Work to be completed -> Copy out the material from its first line through the line containing "[193, 487, 330, 611]", keeping every line unchanged.

Excerpts of labeled region data
--------------------------------------------------
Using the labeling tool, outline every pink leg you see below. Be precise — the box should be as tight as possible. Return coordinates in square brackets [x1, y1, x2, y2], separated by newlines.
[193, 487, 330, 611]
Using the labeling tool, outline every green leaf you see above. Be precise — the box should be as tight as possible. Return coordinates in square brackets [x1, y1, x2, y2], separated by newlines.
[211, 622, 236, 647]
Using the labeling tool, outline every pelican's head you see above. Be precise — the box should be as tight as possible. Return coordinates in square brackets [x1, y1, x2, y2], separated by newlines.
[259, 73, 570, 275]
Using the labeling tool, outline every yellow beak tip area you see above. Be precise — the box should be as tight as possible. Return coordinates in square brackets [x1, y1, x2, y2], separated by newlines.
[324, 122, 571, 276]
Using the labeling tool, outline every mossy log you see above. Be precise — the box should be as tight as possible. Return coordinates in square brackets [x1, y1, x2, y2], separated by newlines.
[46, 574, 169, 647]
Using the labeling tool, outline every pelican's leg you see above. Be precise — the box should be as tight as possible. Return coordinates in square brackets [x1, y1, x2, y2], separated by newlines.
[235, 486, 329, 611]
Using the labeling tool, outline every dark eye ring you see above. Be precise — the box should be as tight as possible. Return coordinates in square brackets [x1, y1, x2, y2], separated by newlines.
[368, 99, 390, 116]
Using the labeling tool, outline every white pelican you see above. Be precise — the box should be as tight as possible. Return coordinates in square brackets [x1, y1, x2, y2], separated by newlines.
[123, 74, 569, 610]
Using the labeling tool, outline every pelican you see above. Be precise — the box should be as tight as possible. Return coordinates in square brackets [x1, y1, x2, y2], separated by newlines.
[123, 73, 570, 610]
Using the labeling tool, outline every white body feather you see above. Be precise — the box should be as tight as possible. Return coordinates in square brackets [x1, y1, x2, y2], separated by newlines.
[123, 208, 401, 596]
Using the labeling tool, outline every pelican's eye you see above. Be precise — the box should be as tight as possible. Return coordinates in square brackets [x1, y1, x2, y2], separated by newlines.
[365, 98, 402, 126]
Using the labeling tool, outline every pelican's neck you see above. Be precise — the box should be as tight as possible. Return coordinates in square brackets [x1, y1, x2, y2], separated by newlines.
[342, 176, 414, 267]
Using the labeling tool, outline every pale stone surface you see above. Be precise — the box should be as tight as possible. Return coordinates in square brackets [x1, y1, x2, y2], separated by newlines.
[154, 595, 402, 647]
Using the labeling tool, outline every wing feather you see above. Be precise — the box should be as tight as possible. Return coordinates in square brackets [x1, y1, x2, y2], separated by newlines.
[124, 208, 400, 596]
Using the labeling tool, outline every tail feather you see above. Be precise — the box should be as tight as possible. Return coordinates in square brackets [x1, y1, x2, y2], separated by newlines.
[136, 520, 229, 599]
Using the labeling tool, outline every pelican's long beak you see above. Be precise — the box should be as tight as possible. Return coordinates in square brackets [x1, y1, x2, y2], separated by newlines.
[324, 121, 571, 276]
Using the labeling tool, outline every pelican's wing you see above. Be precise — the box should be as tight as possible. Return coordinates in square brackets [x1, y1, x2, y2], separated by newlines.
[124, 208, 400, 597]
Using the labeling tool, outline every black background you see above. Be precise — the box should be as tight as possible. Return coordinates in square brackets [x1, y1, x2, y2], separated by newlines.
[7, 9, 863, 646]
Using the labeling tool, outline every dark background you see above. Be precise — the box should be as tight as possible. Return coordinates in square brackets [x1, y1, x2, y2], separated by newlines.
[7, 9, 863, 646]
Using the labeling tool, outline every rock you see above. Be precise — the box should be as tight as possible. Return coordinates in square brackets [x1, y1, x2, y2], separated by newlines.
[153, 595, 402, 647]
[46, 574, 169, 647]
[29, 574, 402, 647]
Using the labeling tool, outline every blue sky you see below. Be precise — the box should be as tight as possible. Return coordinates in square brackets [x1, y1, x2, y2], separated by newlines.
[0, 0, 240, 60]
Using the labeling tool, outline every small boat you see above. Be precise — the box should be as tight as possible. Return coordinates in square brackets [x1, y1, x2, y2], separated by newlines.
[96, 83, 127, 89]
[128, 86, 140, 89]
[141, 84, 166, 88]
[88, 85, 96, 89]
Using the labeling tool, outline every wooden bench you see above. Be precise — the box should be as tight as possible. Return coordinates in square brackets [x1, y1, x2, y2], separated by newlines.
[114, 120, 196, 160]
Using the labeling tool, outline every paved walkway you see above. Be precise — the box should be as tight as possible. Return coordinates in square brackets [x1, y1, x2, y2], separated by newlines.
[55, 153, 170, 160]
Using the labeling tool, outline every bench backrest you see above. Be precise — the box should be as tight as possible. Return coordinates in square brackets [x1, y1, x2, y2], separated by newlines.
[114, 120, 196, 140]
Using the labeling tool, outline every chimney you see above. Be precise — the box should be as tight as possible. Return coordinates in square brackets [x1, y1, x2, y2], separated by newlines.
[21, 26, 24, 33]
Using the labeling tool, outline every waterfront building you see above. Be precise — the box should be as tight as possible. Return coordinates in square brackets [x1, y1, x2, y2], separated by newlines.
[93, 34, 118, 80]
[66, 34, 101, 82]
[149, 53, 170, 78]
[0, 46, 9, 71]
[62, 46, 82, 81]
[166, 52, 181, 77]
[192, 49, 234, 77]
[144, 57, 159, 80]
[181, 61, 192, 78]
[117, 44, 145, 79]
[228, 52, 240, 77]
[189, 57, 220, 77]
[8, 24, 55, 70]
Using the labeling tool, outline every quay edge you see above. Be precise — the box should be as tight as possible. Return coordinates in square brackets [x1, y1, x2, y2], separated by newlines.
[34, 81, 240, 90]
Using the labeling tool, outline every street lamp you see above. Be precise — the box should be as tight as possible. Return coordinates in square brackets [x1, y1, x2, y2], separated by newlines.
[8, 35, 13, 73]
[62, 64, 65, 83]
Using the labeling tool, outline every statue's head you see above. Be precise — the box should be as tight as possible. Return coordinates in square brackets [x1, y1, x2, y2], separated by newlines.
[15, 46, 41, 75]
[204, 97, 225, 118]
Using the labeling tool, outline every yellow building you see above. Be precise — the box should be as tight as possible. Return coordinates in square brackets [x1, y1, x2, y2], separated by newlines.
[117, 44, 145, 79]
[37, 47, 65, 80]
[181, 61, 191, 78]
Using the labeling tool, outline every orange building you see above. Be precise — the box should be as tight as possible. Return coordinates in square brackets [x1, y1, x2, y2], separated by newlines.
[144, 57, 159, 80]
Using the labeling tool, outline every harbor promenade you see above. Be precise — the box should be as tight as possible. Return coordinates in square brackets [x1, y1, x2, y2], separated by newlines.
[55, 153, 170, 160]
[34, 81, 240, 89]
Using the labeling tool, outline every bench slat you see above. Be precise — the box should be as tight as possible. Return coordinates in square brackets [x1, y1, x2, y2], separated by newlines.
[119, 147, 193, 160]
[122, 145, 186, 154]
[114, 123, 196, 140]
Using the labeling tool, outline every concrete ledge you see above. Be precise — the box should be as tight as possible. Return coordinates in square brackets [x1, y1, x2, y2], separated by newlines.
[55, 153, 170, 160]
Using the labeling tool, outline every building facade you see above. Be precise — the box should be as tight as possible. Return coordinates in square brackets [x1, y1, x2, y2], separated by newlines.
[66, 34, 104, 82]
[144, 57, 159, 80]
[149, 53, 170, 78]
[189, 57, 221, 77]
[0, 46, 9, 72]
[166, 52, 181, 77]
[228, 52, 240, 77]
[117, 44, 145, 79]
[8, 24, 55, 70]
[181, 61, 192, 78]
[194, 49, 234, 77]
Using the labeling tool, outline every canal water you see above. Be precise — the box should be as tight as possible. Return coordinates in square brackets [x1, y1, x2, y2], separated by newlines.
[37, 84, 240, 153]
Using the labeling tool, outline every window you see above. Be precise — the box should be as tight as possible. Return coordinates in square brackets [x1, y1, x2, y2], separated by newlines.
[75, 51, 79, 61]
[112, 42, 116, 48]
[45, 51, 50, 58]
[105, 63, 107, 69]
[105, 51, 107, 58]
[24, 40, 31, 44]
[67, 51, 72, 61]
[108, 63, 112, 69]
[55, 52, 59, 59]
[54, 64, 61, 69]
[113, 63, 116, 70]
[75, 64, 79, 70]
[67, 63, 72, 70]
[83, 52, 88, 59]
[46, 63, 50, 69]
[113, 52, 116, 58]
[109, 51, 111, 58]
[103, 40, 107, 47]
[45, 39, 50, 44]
--------------------------------------------------
Exercise answer ->
Using the labeling tool, outline every pink leg you see below. Be precise — the box should be as tight as possible. Return coordinates in square brackets [x1, y1, x2, y2], separated by newlines.
[193, 487, 330, 611]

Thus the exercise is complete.